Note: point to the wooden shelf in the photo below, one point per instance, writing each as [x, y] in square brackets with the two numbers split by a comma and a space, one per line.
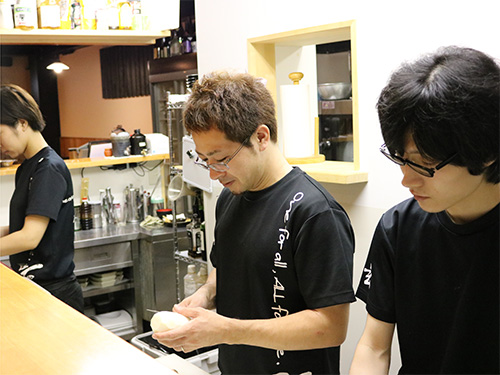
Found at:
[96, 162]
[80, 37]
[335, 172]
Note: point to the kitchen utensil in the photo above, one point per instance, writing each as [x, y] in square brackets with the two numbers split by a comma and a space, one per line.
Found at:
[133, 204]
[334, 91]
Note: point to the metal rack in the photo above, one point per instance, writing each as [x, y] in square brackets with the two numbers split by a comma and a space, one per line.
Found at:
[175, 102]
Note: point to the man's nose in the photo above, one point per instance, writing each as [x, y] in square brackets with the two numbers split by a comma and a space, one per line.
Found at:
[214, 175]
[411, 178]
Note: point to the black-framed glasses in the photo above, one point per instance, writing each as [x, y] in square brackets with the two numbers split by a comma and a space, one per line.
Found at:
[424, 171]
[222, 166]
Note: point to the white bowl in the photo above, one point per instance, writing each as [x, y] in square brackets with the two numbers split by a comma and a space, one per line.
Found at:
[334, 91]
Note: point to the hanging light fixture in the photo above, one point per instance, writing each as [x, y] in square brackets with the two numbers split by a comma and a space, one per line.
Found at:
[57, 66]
__________
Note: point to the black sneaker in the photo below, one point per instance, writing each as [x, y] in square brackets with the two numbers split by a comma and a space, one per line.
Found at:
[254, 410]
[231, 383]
__________
WHAT TO WORK ON: State how many lines in the records above contain the word "black", giving the number alone.

SOLUTION: 2